## Work item
Look for "grass" in the listing below. Gather each line that contains it.
--- --- ---
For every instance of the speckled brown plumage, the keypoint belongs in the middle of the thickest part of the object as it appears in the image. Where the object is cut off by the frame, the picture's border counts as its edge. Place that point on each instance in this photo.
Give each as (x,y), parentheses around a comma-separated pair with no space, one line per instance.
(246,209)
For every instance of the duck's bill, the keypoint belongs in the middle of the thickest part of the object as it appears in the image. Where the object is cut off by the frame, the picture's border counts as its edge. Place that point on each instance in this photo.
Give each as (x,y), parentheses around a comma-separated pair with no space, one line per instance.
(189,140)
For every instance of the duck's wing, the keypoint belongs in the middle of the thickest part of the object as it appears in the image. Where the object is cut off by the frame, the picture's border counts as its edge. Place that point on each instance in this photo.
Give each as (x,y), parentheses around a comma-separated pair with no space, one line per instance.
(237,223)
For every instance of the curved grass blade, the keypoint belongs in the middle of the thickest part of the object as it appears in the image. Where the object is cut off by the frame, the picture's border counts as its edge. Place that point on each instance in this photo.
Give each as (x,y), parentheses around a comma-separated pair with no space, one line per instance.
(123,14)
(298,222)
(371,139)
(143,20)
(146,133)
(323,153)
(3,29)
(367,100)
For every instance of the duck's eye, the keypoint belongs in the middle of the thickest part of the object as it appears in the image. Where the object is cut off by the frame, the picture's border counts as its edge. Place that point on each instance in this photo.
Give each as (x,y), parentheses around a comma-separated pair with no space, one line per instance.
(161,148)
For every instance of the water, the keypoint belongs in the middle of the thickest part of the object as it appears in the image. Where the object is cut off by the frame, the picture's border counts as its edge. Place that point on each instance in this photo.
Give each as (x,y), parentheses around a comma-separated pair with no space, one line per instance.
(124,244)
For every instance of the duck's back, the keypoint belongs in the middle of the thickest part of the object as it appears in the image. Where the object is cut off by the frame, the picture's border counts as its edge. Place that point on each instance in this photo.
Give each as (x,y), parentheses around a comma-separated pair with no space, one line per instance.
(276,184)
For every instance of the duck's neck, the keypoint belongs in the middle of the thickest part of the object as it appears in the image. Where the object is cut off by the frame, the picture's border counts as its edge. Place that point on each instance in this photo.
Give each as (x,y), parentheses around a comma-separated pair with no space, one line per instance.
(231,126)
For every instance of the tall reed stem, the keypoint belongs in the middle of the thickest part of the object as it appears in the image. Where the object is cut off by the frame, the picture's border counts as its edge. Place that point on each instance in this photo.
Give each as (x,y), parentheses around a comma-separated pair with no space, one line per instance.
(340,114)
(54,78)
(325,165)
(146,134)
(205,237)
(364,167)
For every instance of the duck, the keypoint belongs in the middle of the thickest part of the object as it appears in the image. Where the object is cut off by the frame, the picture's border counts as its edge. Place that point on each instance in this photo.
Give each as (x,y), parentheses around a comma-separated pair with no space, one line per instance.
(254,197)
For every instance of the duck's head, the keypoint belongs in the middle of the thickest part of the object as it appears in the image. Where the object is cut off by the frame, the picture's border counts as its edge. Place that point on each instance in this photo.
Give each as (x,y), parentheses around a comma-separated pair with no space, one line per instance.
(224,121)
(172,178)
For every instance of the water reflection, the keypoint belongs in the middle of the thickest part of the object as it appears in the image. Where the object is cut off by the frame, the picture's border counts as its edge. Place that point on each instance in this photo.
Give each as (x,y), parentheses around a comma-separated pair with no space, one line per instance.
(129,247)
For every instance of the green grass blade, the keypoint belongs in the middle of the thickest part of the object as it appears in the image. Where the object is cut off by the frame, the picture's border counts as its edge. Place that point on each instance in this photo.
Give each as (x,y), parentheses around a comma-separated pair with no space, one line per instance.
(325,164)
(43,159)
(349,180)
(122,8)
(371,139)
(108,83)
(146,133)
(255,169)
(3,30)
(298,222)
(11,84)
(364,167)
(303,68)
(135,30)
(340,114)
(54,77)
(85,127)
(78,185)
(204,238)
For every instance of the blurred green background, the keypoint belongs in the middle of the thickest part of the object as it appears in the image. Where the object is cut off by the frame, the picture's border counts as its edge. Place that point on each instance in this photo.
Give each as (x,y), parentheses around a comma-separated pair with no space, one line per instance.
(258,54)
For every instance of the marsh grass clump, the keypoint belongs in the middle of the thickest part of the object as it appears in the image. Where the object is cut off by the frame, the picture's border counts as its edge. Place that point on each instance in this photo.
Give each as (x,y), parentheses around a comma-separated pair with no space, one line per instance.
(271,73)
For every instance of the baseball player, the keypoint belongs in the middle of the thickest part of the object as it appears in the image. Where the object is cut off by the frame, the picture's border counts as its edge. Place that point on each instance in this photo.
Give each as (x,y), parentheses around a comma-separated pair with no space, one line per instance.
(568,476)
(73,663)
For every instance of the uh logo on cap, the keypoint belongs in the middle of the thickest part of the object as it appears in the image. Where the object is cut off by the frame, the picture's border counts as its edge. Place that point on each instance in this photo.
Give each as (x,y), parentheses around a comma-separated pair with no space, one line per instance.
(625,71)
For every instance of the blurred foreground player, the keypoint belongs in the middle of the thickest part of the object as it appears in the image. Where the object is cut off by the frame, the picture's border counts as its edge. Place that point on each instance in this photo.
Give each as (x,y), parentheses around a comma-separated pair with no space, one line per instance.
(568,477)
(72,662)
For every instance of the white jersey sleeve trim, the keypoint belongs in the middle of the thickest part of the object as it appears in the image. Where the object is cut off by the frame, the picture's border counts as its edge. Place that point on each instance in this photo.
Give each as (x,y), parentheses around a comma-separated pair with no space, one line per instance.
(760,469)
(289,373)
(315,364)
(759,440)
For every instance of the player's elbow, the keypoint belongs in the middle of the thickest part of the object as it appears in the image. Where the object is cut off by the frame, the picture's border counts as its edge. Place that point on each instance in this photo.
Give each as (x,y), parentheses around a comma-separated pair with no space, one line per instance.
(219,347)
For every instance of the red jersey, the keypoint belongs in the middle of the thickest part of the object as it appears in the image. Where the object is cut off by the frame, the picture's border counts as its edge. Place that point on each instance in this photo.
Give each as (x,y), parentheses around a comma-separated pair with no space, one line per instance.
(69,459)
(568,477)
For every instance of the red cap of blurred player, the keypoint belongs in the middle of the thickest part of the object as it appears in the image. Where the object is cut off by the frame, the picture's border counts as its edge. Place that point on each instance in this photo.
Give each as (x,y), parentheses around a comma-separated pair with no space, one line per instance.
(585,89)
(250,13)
--- --- ---
## Exercise solution
For every instance of the curved grass blade, the keypoint belongs in the middle of the thickest part of the object as it appears in the image. Where the object is cut off by the frame, the picture's border counts as its edge. Place that point on each instance in this photo.
For every instance of the green grass blade, the keypoint belongs in the middle of the thickest part of the object as it appears in the image. Where the object is cut off by the frame, the picture's border counts as its edge. Place that point on each instance in this photo.
For every instance of the marsh grass clump, the keypoint belongs in the middle of the thickest part of the object as it appears in the image. Where the object is cut off by the frame, the picture's border counts as its edge. Place that point on each instance in this photo.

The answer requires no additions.